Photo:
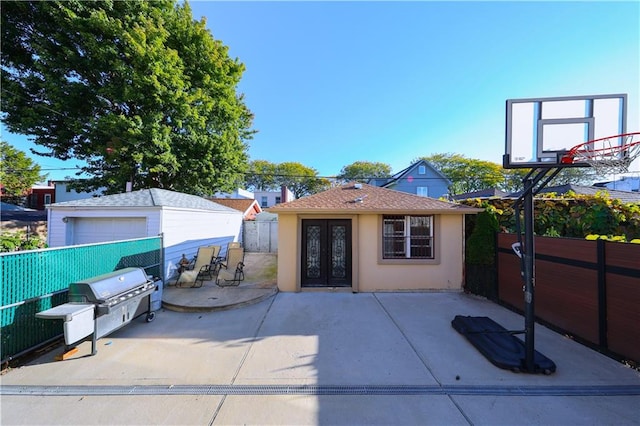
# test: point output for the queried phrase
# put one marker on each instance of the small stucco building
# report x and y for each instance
(365, 238)
(185, 222)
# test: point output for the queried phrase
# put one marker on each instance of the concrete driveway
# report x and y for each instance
(319, 358)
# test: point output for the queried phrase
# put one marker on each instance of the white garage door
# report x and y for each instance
(97, 230)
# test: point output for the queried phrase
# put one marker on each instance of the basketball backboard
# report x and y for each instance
(540, 130)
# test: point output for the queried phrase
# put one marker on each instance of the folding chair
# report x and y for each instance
(200, 269)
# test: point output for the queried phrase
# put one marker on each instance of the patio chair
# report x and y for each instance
(226, 278)
(201, 268)
(234, 255)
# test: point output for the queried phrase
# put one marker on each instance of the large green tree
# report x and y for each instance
(362, 171)
(139, 91)
(18, 172)
(300, 179)
(261, 176)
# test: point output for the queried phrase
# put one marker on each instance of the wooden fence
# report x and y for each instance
(590, 289)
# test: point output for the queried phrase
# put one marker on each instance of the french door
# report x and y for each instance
(326, 253)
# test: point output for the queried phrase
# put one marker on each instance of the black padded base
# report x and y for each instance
(500, 346)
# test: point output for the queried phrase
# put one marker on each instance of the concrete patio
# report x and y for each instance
(319, 358)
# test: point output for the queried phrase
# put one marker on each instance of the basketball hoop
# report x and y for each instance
(610, 155)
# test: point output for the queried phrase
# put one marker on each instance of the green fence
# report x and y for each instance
(35, 280)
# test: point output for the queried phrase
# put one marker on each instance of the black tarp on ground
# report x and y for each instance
(499, 345)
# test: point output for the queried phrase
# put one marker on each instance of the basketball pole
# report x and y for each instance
(528, 264)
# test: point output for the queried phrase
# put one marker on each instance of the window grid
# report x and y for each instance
(407, 237)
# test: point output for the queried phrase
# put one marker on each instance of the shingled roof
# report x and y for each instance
(363, 198)
(148, 198)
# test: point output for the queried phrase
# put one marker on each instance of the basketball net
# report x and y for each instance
(611, 155)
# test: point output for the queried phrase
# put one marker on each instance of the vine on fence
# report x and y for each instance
(571, 215)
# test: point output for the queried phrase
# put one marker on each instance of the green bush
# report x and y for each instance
(18, 240)
(481, 244)
(571, 215)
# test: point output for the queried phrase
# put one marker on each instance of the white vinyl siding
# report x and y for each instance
(97, 230)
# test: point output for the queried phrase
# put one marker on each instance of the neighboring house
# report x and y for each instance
(420, 178)
(185, 222)
(249, 207)
(624, 196)
(37, 197)
(63, 192)
(485, 193)
(40, 196)
(366, 238)
(264, 198)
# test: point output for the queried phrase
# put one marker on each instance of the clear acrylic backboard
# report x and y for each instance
(540, 130)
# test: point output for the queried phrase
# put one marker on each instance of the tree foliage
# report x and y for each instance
(138, 90)
(261, 176)
(362, 171)
(18, 173)
(300, 179)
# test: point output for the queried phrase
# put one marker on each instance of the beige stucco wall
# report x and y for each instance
(444, 275)
(369, 273)
(288, 253)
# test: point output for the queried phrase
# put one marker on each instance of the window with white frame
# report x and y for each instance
(422, 191)
(407, 237)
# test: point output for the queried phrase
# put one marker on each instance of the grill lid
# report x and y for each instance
(103, 287)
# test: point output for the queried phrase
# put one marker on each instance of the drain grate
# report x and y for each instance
(319, 390)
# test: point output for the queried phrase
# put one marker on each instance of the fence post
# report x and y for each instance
(602, 293)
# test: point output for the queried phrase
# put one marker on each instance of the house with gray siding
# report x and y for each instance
(420, 178)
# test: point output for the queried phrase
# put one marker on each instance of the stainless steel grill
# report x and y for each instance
(102, 304)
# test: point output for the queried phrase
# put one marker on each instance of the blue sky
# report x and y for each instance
(331, 83)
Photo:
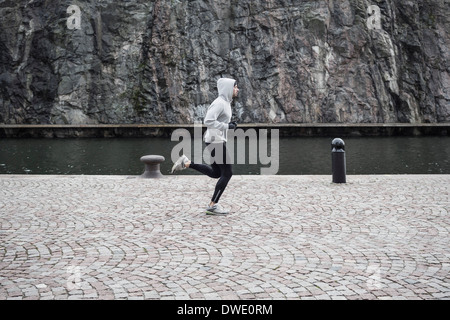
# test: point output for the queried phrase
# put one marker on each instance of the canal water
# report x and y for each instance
(297, 156)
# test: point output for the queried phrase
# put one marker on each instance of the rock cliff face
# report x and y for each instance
(296, 61)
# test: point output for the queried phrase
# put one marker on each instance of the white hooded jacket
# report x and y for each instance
(218, 115)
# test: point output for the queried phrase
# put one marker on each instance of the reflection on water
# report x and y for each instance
(120, 156)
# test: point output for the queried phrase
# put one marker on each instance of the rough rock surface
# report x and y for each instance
(158, 61)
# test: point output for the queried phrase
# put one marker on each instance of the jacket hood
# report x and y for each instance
(225, 87)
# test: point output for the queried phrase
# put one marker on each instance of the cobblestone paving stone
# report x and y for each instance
(288, 237)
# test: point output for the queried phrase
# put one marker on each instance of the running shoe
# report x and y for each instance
(216, 210)
(179, 165)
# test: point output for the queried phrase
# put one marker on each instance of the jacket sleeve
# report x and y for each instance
(212, 115)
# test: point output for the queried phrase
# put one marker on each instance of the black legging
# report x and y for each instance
(220, 169)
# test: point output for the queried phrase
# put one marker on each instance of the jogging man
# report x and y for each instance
(217, 121)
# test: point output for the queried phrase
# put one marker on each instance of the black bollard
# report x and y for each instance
(338, 166)
(152, 166)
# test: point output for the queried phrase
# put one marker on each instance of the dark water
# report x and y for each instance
(379, 155)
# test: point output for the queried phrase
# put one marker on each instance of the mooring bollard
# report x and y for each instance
(338, 166)
(152, 166)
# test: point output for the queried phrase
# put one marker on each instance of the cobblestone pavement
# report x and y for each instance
(288, 237)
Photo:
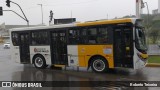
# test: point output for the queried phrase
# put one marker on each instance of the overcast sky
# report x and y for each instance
(83, 10)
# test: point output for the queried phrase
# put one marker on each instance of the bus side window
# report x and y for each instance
(39, 38)
(15, 40)
(102, 36)
(92, 35)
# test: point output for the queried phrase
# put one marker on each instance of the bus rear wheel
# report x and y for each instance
(99, 65)
(39, 62)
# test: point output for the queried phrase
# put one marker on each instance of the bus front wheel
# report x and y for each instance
(99, 65)
(39, 62)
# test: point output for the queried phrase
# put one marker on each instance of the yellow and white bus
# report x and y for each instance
(99, 44)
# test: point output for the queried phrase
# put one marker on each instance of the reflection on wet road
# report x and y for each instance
(11, 71)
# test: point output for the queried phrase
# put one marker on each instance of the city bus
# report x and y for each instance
(99, 45)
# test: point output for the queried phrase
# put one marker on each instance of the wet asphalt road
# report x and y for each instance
(11, 71)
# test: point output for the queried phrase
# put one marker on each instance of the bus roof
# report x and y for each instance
(101, 22)
(43, 27)
(90, 23)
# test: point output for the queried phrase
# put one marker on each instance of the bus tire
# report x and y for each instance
(99, 65)
(39, 62)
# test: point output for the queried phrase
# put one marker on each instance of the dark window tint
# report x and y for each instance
(103, 35)
(39, 38)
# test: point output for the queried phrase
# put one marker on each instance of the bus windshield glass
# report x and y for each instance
(140, 40)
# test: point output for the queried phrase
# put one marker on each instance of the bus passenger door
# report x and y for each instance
(123, 47)
(24, 48)
(118, 48)
(59, 47)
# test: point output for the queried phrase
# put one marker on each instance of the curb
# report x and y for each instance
(153, 65)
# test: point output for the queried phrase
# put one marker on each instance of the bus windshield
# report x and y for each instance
(140, 40)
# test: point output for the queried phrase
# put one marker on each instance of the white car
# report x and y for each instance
(6, 45)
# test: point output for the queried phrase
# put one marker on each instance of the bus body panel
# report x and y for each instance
(42, 50)
(79, 54)
(85, 53)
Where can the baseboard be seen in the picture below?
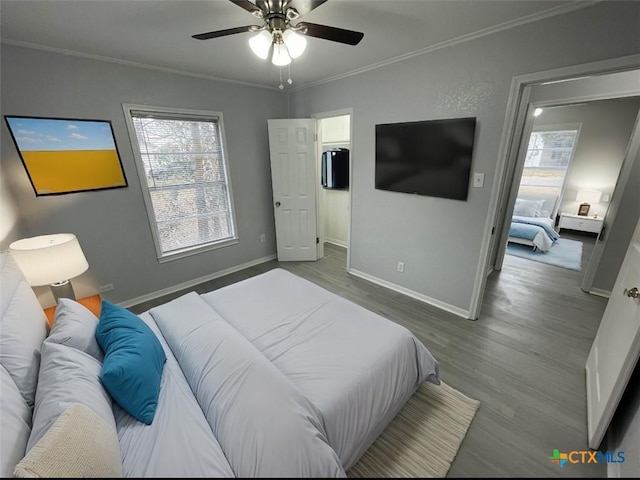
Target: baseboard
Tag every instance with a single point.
(601, 293)
(192, 283)
(340, 243)
(413, 294)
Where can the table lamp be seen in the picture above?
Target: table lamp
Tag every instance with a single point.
(587, 197)
(50, 260)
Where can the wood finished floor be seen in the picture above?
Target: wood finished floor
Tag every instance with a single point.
(523, 358)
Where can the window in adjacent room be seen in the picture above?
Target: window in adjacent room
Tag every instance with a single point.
(183, 170)
(548, 157)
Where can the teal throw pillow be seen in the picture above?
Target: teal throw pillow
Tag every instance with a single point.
(133, 361)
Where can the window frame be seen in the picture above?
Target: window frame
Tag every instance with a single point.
(187, 114)
(577, 127)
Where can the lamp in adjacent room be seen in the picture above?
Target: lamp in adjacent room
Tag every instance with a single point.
(587, 197)
(50, 260)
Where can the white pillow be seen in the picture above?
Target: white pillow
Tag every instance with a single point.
(75, 326)
(23, 327)
(15, 424)
(67, 376)
(78, 444)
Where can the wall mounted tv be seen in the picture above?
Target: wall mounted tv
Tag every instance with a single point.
(431, 157)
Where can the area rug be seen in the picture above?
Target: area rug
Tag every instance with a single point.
(564, 253)
(423, 439)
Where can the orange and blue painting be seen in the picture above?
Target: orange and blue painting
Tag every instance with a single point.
(67, 155)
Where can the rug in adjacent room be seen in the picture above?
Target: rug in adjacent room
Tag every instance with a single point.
(423, 439)
(564, 253)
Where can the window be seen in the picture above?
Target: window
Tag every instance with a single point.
(548, 157)
(183, 171)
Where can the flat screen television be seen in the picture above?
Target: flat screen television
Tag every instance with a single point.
(431, 157)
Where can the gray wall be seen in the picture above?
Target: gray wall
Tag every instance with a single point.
(112, 225)
(606, 127)
(438, 239)
(620, 232)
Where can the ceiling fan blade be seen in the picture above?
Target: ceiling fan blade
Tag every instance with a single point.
(334, 34)
(248, 6)
(228, 31)
(304, 6)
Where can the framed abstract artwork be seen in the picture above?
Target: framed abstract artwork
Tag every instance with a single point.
(64, 155)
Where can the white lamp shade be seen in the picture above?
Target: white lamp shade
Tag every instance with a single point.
(280, 55)
(295, 43)
(261, 43)
(48, 259)
(588, 196)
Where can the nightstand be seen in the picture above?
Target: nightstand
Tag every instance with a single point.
(580, 223)
(93, 303)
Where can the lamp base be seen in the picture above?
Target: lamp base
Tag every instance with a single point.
(62, 290)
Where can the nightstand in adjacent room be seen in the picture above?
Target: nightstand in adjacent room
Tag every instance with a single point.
(580, 223)
(93, 303)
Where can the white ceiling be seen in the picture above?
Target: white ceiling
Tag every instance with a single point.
(158, 32)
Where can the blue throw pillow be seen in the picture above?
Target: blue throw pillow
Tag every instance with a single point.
(133, 361)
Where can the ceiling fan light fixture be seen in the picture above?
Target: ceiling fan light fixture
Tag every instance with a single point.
(294, 42)
(261, 44)
(280, 55)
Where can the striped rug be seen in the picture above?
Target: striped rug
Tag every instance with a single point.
(423, 439)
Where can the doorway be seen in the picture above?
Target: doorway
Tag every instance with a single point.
(571, 85)
(334, 142)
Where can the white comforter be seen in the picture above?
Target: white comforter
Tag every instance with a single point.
(274, 377)
(357, 367)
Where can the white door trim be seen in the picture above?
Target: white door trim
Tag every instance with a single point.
(625, 170)
(512, 131)
(320, 116)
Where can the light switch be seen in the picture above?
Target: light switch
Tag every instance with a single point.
(478, 180)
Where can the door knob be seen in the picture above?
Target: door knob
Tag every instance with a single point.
(633, 293)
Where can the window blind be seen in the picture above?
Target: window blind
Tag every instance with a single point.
(186, 179)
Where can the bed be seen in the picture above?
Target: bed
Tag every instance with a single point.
(533, 222)
(272, 376)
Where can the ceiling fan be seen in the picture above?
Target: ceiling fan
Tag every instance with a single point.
(277, 30)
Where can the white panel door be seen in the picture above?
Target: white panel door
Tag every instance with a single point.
(293, 175)
(616, 347)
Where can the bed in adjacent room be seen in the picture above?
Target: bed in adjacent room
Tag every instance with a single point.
(533, 222)
(273, 376)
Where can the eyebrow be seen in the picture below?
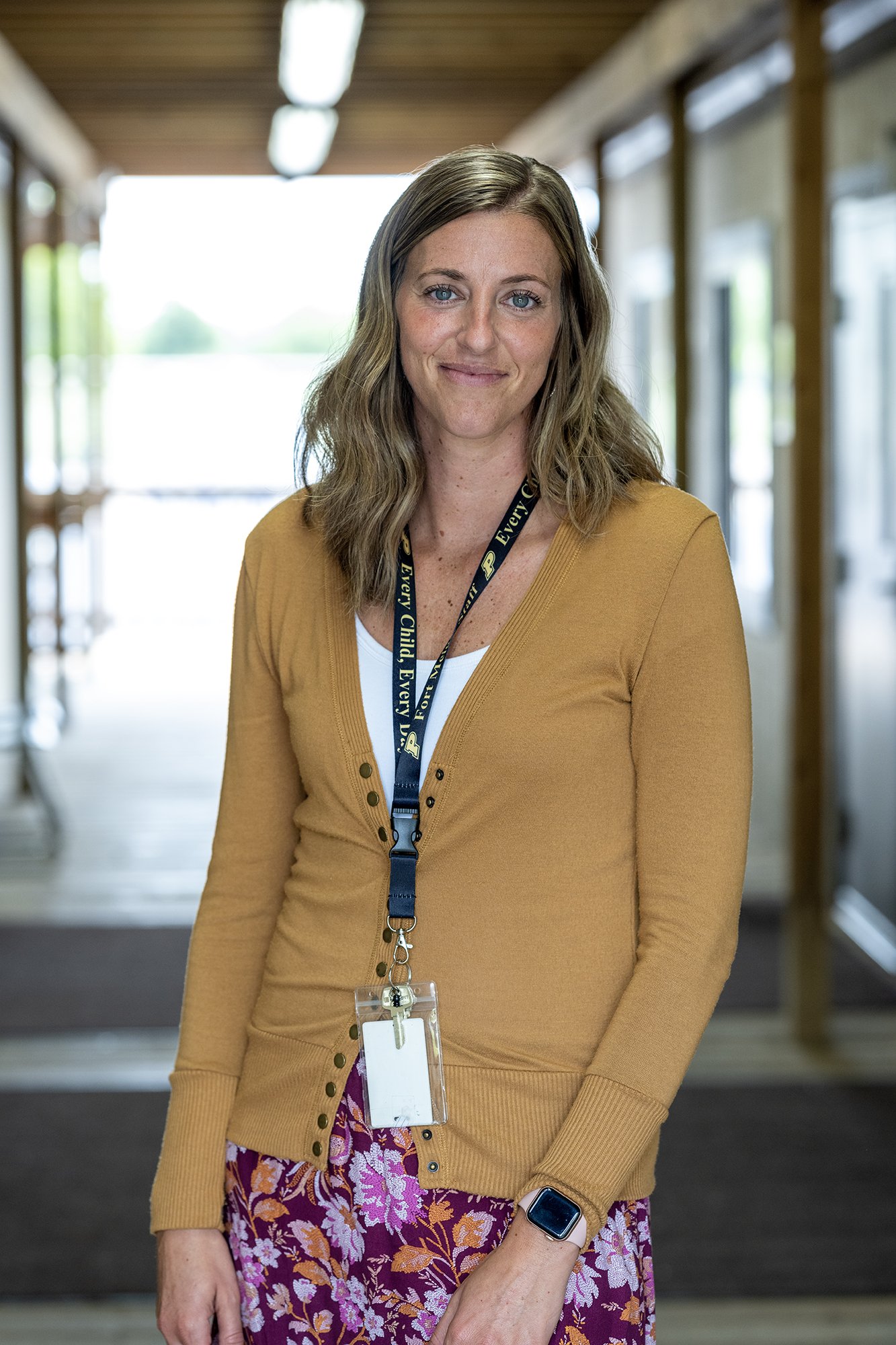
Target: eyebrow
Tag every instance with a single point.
(458, 275)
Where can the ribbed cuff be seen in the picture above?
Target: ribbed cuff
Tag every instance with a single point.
(598, 1145)
(189, 1187)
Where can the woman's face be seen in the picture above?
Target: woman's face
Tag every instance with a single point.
(478, 313)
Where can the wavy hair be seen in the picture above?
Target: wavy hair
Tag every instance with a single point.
(585, 445)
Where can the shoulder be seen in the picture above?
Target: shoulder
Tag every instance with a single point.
(661, 516)
(282, 541)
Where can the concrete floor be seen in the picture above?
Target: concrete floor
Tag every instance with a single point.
(139, 794)
(809, 1321)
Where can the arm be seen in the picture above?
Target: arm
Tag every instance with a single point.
(692, 750)
(251, 860)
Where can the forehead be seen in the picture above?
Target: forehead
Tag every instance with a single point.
(486, 240)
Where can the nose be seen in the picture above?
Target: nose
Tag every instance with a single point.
(478, 328)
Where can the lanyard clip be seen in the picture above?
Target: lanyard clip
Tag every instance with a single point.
(404, 829)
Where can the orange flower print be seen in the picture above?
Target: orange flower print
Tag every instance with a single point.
(631, 1312)
(266, 1178)
(360, 1254)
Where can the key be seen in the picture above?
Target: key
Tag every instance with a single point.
(399, 1001)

====================

**Your task**.
Copy exactly the lines from the first line of the records above through the line with "# put one marker on each instance of the green fence", both included, and nothing else. Pictures stay out.

**Exercise result**.
Photo:
# test: point output for the queried phrase
# put one marker on each instance of the small stucco building
# report x and y for each instance
(365, 238)
(185, 222)
# test: point output for the queried phrase
# put one marker on each instance of the concrete driveway
# report x and y for each instance
(319, 358)
# test: point output for the queried phrase
# put one marker on each instance of the white garage door
# report x and y for each instance
(97, 230)
# test: point output for the queried phrase
# put one marker on each instance of the basketball backboard
# report x and y for each instance
(540, 130)
# test: point output for the queried phrase
# put one marker on each instance of the folding chair
# report x and y for each instance
(200, 269)
# test: point output for the queried phrase
# put one marker on each instance of the patio chair
# report x and y for each instance
(226, 278)
(201, 268)
(234, 255)
# test: point output for the queried phrase
# put one marker on each instance of the large green tree
# report x and y for each instance
(362, 171)
(139, 91)
(18, 172)
(300, 179)
(261, 176)
# test: point output for the queried phrase
# put one marker on each instance of the wooden fence
# report x and y for each instance
(590, 289)
# test: point output for the queried phrase
# put one marker on each instance of the french door
# report x and y for each instance
(326, 253)
# test: point output for the queried phrase
# put one marker on each instance of the black padded base
# report x and y for each instance
(500, 346)
# test: point output for the queried phrase
# put one marker on each instance of the concrete patio
# report x and y for each instance
(319, 358)
# test: point output for the queried phrase
# put one marker on each instance of the basketball hoop
# report x and y for each instance
(610, 155)
# test: point output for the queried phrase
# put one marker on each instance of the green fence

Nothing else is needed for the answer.